WHAT YOU NEED TO DO: All of the records must come back exactly. Please repeat them in full.

[Excerpts from a dataset]
|---|
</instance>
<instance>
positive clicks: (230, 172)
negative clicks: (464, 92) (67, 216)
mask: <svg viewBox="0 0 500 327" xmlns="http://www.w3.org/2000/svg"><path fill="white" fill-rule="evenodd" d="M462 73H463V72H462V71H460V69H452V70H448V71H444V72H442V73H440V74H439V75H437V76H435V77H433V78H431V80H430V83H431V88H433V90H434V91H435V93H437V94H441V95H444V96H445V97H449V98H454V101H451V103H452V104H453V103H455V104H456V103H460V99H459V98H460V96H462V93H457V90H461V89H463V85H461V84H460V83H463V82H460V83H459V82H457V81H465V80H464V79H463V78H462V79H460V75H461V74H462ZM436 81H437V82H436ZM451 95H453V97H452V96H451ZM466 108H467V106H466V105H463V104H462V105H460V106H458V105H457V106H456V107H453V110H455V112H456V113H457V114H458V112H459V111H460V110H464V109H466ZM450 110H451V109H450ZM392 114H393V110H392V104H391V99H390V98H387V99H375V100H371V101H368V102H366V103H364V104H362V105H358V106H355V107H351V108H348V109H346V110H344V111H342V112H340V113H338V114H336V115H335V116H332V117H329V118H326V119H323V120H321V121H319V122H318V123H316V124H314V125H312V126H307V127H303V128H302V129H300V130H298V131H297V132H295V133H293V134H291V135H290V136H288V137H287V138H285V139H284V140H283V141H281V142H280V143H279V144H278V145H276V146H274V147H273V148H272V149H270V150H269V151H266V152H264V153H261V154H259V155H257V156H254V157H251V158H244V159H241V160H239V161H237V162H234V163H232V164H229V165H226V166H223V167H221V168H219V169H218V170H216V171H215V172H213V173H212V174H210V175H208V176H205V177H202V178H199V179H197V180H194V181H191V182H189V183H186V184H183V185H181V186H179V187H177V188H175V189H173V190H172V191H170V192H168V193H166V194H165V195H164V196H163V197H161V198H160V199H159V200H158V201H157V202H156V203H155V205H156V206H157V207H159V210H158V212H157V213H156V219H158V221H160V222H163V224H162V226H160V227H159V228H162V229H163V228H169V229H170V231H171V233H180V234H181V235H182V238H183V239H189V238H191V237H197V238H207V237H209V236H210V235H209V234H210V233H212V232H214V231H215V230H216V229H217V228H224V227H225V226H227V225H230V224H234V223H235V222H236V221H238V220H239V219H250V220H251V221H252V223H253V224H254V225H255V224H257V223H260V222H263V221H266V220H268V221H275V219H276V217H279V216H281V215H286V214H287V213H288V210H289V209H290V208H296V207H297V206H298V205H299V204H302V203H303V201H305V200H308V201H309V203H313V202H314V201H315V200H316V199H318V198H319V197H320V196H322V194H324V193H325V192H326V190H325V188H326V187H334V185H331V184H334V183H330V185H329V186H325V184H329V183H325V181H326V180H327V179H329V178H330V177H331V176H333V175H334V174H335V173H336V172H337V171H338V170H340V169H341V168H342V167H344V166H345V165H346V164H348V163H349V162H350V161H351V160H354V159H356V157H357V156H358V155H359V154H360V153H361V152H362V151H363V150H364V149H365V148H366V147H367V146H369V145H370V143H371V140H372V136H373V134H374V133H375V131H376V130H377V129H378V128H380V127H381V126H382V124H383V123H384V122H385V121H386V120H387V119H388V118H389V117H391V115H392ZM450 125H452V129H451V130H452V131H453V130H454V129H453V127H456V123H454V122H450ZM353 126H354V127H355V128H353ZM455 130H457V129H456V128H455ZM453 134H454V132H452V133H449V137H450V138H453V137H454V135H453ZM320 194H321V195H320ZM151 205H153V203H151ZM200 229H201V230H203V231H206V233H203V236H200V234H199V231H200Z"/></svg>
|---|
SOLUTION TO THE PROBLEM:
</instance>
<instance>
positive clicks: (230, 172)
negative clicks: (464, 92) (67, 216)
mask: <svg viewBox="0 0 500 327" xmlns="http://www.w3.org/2000/svg"><path fill="white" fill-rule="evenodd" d="M462 73H463V72H462V71H460V69H452V70H448V71H444V72H442V73H440V74H439V75H437V76H435V77H433V78H431V80H430V83H431V88H433V90H434V91H435V93H437V94H441V95H444V96H445V97H449V98H454V101H451V103H452V104H453V103H455V104H456V103H460V99H459V98H460V96H462V93H457V90H461V89H463V85H461V84H460V83H463V82H460V83H459V82H457V81H465V80H464V79H463V78H462V79H460V75H461V74H462ZM436 81H437V82H436ZM451 95H453V97H452V96H451ZM466 108H467V106H466V105H463V104H462V105H460V106H458V105H457V106H456V107H453V110H455V112H456V113H457V114H458V112H459V111H460V110H464V109H466ZM450 110H451V109H450ZM392 114H393V110H392V104H391V99H390V98H387V99H375V100H371V101H368V102H366V103H364V104H362V105H358V106H355V107H351V108H348V109H346V110H344V111H342V112H340V113H338V114H336V115H335V116H332V117H329V118H326V119H323V120H321V121H319V122H318V123H316V124H314V125H312V126H307V127H303V128H302V129H300V130H298V131H297V132H295V133H293V134H291V135H290V136H288V137H287V138H285V139H284V140H283V141H281V142H280V143H279V144H278V145H276V146H274V147H273V148H272V149H270V150H269V151H266V152H264V153H261V154H259V155H257V156H254V157H251V158H244V159H241V160H239V161H237V162H234V163H232V164H229V165H226V166H223V167H221V168H219V169H218V170H216V171H215V172H213V173H212V174H210V175H208V176H205V177H202V178H199V179H197V180H194V181H191V182H189V183H186V184H183V185H181V186H179V187H177V188H175V189H173V190H172V191H170V192H168V193H166V194H165V195H164V196H163V197H161V198H160V199H159V200H158V201H157V202H156V203H155V205H156V206H157V207H159V210H158V212H157V213H156V219H158V221H160V222H163V224H162V226H160V227H159V228H162V229H163V228H169V229H170V231H171V233H180V234H181V235H182V238H183V239H189V238H191V237H197V238H207V237H209V236H210V235H209V234H210V233H212V232H214V231H215V230H216V229H217V228H224V227H225V226H227V225H230V224H234V223H235V222H236V221H238V220H239V219H250V220H251V221H252V223H253V224H254V225H255V224H257V223H260V222H263V221H266V220H268V221H275V219H276V217H279V216H281V215H286V214H287V213H288V210H289V209H290V208H296V207H297V206H298V205H299V204H302V203H303V201H305V200H308V201H309V203H313V202H314V201H315V200H316V199H318V198H319V197H320V196H322V194H324V193H325V192H326V190H325V188H326V187H334V185H331V184H334V183H330V185H329V186H325V184H329V183H325V181H326V180H327V179H329V178H330V177H331V176H333V175H334V174H335V173H336V172H337V171H338V170H340V169H341V168H342V167H344V166H345V165H346V164H348V163H349V162H350V161H351V160H354V159H356V157H357V156H358V155H359V154H360V153H361V152H362V151H363V150H364V149H365V148H366V147H367V146H369V145H370V143H371V140H372V136H373V134H374V133H375V131H376V130H377V129H378V128H380V127H381V126H382V124H383V123H384V122H385V121H386V120H387V119H388V118H389V117H391V115H392ZM450 125H452V129H451V130H452V131H453V130H454V129H453V127H456V123H454V122H450ZM353 126H354V127H355V128H353ZM455 130H457V129H456V128H455ZM453 134H454V132H452V133H449V137H450V138H453V137H454V135H453ZM320 194H321V195H320ZM151 205H153V203H151ZM200 229H201V230H203V231H206V233H203V236H200V234H199V231H200Z"/></svg>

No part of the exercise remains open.